═══ DOCUMENT TEXT ═══

Why after changing callback type from => Int to () => Intcode doesn't compile? Is this 2 types are different? I though the short version ('=> Int') is just a syntactical sugar.
After some playing with code, I finally could change code so it will compile with () => Int. This way is more intuitive for me.
.
def param = {println("Param evaluates"); 40}
def lazyEval(x: () => Int) = { // changed type to '() => Int'
println("lazy");
x() // explicitly calling function using parentheses '()'
}
val s = lazyEval(param _) // adding underscore after method name and removing `+2`
What is differences between this version and first one (with callback => Int type)? Why in this version we can't make addition of integer with value 2 and the param function (I mean thislazyEval(param _ + 2))? And what mean underscore after method name? (I guess it used to pass method itself, not it return value)
Thanks in help
so why param + 2 operation is legal? Why we can add integer 2 to object with type => Int
We can add 2 to param because it evaluates to Int, you're adding Int with Int. param isn't a function => Int, it is a method, so param + 2 is => Int. ie. an expression that evaluates to Int.
Why after changing callback type from => Int to () => Intcode doesn't compile? Is this 2 types are different? I though the short version ('=> Int') is just a syntactical sugar.
=> Int and () => Int don't mean the same thing. One is anything that evaluates to Int, and the other a function from Unit to Int. 2 isn't a () => Int, but () => 2 is. Or you could also say 2 is => Int.

═══ DATA BLOCK ═══

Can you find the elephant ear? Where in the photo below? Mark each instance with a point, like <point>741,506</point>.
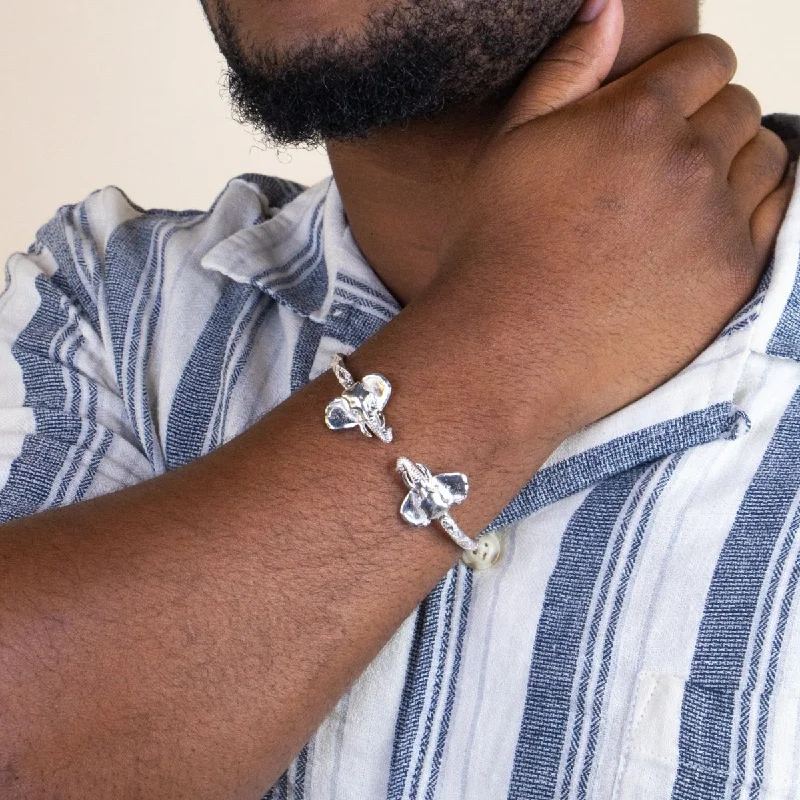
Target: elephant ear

═══

PROBLEMS =>
A. Answer these questions from the Scala thread, one answer per line:
(i) What does the method param print when it is evaluated?
(ii) According to the reply, what kind of thing is () => Int?
(iii) What does the asker guess the underscore after a method name is used for?
B. Decide whether each statement agrees with the Scala thread. Answer yes or no and quote the words that decide it.
(i) The reply says param is a function of type => Int.
(ii) In the revised lazyEval, x is called explicitly with parentheses.
(iii) The reply says 2 is a () => Int.

THE RESPONSES =>
A.
(i) It prints "Param evaluates".
(ii) It is a function from Unit to Int.
(iii) It is used to pass the method itself, not its return value.

B.
(i) No: "param isn't a function => Int, it is a method"
(ii) Yes: "x() // explicitly calling function using parentheses '()'"
(iii) No: "2 isn't a () => Int, but () => 2 is."